Page text:
━━━

# End the coyote problem......



## Hardtop (Nov 24, 2004)

We just recovered a real clear photo from one of our trail cams of a fawn in the jaws of a coyote at our place in Perry Co. We are ready to participate in any program available to eliminate these deer killers completely. Is anyone here interested in exploring the idea of establishing a state wide, hunter funded "private" bounty program to encourage folks to go after them.....? HT


----------



## canoe carp killer (Apr 2, 2014)

I absolutely love hunting coyotes. However there is a balance and they should not be wiped out. I agree with population control
And good management. The deer population is thriving.


----------



## Mr.Good (Dec 11, 2006)

Coyotes are everywhere, even in the cities. I warn my neighbors not to leave their cats or small dogs out alone, as I saw one walking along the neighbor's fence in broad daylight right across the street on a Sunday afternoon! 

With the rat problems in some parts of Columbus now I wouldn't be surprised to see some moving into those areas for some snacks too.


----------



## Scorpio V (Aug 23, 2013)

Mr. Hardtop, bountys have been tried in many areas of the country. It has been proven time and time again that they are not very successful. We already have year round hunting and trapping and that is not doing very much.


----------



## CWG (May 12, 2010)

Couple of years ago, animal control shot two yotes on clevelands burke lake front airport
in medina, ive seen scat in my yard, tracks in the snow and hear them in the morning
so invasive are they already one of the most effective calls in urban areas are cat bells and stuffed cat looking decoys in the open while hunters hide in ground blinds.
bounties just dont work
99% of all hunters I know acknowledge the problem, but do not spend ONE minute trying to kill one outside their normal hunts
wicked smart, elusive i've only killed four while hunting predators in ohio
bring fur prices back up and zing, problem solved, otherwise......they are here to stay


----------



## Fish-N-Fool (Apr 12, 2004)

Impossible for hunters to make any difference.

If you are serious about reducing the coyote population on your land now is the time to talk to a good canine trapper. Find one you can trust, show him your property boundries and discuss the other details (where to park, timing, etc.). A good trapper will make a difference in your immediate area. They can harvest more dogs in a single season than you could kill hunting the same land for many years. 

He won't want to trap the coyotes until the fur is primed up.....later in the year. This is the hang up for most deer hunters. The trapper will want to trap during deer season when the fur is good and before it gets rubbed up in late winter. Many deer hunters don't want to allow a trapper on the hunting grounds.

I have found a good trapper can share the property and run his business while deer hunters are around. I have sat and watched a trapper work a property many times from my treestand in one of the best hunting places I ever hunted. At first I wasn't thrilled about it - but he was there first. After observing him do his work from my perch and it seemingly having little to no impact on the bow hunting he taught me this lesson. I also asked him about the deer movement and where I should hunt.....and he proved very helpful from his experience.


----------



## Scorpio V (Aug 23, 2013)

━━━

Data extract:

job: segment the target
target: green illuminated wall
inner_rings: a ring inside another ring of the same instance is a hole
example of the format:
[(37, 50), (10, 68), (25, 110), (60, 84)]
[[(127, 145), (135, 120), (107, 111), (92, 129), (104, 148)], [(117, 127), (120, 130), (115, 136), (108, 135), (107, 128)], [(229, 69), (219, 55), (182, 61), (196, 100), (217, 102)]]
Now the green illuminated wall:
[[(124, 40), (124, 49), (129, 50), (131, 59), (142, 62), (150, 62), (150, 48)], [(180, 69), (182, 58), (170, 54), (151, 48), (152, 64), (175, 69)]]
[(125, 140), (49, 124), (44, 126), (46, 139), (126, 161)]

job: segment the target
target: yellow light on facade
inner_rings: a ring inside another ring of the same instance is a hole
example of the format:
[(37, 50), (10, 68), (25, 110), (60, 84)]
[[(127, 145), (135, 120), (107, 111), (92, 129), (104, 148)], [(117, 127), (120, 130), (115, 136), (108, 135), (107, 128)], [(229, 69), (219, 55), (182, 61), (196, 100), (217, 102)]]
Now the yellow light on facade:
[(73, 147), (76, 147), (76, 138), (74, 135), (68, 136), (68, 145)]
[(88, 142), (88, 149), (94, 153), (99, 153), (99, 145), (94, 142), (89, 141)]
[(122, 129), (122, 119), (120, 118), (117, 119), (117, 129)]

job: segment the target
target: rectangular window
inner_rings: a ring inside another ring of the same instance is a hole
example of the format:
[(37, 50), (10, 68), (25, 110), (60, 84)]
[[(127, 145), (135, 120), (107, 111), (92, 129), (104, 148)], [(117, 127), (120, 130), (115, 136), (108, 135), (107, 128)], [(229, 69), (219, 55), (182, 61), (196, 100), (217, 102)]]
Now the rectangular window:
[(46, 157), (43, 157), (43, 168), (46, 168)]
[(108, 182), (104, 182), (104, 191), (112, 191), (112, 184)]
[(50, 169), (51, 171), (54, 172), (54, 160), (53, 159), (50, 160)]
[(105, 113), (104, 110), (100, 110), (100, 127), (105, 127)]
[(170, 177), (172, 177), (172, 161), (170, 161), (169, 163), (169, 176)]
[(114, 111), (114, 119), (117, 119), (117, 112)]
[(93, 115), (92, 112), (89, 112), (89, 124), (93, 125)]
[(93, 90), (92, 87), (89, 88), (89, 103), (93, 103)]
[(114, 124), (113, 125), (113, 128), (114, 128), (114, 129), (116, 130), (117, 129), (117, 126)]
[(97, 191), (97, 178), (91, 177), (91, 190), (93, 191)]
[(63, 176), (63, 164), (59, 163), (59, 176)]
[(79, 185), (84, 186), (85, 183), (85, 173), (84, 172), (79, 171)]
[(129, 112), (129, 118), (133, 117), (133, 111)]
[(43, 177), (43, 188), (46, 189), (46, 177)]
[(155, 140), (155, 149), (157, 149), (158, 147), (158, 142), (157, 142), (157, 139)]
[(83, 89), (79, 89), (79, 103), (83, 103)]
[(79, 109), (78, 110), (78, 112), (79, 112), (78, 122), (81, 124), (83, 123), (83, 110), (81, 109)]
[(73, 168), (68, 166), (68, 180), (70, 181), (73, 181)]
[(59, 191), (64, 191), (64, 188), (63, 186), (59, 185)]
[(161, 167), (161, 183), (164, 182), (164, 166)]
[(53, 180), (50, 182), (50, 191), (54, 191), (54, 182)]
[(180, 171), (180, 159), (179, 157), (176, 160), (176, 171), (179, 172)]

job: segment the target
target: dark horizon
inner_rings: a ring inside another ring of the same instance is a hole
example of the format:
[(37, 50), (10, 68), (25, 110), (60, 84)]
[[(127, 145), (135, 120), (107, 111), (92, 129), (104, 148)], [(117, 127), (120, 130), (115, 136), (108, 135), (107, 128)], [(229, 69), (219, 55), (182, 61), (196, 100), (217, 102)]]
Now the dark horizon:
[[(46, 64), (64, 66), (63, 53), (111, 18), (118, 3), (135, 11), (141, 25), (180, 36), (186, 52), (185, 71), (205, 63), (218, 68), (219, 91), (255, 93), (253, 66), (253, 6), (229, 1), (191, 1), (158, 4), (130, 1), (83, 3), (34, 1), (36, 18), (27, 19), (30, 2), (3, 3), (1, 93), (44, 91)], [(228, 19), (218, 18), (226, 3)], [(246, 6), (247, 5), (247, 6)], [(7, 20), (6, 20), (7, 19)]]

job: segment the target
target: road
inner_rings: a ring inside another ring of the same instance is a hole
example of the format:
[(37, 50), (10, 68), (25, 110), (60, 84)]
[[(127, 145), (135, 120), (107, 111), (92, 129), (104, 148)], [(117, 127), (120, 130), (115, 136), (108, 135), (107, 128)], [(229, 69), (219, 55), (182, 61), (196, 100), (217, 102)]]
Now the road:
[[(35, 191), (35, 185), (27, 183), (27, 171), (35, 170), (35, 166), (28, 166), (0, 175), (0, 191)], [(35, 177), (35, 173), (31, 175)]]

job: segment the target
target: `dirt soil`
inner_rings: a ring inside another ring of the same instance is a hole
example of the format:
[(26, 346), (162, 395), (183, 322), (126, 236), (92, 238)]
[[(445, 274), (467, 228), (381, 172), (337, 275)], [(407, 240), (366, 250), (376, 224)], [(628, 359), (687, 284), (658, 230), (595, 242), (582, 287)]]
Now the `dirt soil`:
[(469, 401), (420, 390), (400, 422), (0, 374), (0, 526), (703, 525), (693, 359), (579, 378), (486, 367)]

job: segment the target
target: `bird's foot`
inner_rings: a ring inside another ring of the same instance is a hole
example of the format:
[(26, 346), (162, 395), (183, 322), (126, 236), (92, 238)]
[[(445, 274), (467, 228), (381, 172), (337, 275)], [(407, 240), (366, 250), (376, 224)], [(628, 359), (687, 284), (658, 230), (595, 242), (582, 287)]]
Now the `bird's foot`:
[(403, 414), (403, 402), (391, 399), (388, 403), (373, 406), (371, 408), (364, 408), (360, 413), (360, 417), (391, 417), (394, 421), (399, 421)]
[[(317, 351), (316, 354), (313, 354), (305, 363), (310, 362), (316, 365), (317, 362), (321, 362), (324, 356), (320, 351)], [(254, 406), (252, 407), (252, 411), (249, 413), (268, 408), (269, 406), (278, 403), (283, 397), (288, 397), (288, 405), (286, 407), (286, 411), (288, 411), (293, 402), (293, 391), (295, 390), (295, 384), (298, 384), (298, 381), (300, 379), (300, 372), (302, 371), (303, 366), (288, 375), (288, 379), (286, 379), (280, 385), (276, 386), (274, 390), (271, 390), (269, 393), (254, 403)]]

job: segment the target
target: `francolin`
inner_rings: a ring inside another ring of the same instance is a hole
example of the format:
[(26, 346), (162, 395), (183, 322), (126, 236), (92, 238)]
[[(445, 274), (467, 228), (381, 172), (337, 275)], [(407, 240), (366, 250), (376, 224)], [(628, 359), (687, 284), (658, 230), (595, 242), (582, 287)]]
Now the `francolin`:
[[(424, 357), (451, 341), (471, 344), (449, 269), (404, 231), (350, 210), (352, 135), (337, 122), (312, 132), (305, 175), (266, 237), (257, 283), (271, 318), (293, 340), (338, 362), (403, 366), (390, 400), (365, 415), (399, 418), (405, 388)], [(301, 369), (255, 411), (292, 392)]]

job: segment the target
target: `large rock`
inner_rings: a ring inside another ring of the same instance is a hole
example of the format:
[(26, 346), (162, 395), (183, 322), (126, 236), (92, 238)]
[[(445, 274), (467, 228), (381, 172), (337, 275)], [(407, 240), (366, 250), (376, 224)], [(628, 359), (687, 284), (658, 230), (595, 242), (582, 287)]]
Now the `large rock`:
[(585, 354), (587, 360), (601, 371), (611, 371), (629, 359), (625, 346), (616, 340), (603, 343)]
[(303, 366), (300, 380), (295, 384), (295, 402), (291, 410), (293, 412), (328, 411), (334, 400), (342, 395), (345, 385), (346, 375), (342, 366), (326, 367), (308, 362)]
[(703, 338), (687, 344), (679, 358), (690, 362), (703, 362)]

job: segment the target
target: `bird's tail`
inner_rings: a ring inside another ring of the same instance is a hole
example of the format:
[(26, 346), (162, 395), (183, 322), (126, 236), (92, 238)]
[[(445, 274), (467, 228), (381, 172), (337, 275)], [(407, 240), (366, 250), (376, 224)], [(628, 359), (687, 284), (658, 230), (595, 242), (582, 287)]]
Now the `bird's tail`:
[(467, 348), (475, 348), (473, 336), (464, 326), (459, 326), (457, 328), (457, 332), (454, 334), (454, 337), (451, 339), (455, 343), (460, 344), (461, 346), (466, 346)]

━━━

Problems:
(A) Using the coyote thread, decide whether each statement agrees with it: (i) a poster says a trapper can take more coyotes in one season than a hunter could kill on the same land over many years; (ii) the poster who loves hunting coyotes wants them wiped out completely; (iii) a poster says hunting and trapping are already allowed year round. For each, give yes or no and quote the words of the thread that decide it.
(B) Carry the coyote thread on past its last line.

Answer set:
(A)
(i) Yes: "They can harvest more dogs in a single season than you could kill hunting the same land for many years."
(ii) No: "However there is a balance and they should not be wiped out."
(iii) Yes: "We already have year round hunting and trapping and that is not doing very much."

(B)
I do control work on 2 Farms without impact to hunters. But impact to the coyotes. Always looking for a place to remove the guys. Love to trap them and will all year where I can.


----------



## T-180 (Oct 18, 2005)

Yote hides aren't so valuable that most concerned trappers would not trap until November. I'll take them anytime, anywhere. Unless it's a fairly large, classic colored animal, they're not really worth all the work it takes. Had 15 of them put up 4 years ago & averaged $6/ hide. They spike up in price once in a while, but not much.
F-n-f is correct that a good trapper can take more in a year than a hunter in 5.


----------



## BASSINaDL (Aug 24, 2010)

We go up to canada to sell our yotes. Some years you can get $35 for a large one with a nice primed coat. And $20 for a good one. We wont make the trip unless we get over 20. Also nice to have some fox and some otter pelts.


----------



## basshunter12 (Dec 2, 2010)

The guy that I sell my green hides to the past two years has gave me between 20-75 for green pelts average has been about $50. And most werent real big either 


Posted using Outdoor Hub Campfire


----------



## T-180 (Oct 18, 2005)

basshunter, are you being serious ??!! If so, I need the guy's number as he's paying 3-5 times what everyone else is paying.


----------



## basshunter12 (Dec 2, 2010)

He's in new concord I don't have a number for him 


Posted using Outdoor Hub Campfire


----------



## T-180 (Oct 18, 2005)

Name possibly or location ?? A guy that pays that is harder to find than a sqatch !!


----------



## Skippy (Dec 2, 2009)

I'd like to even average 40 to 50 dollars for a good put up coyote hide.


----------



## T-180 (Oct 18, 2005)

I'm with you skippy !!!! Still waiting on info as I've heard these comments from other people & they don't pan out.


----------



## krustymc223 (Jul 19, 2009)

. . . I agree with you T-180 !! . . .


----------



## T-180 (Oct 18, 2005)

Thanks, thought I was just being an old skeptic, but it's happened for years


----------



## C J Hughes (Jan 24, 2006)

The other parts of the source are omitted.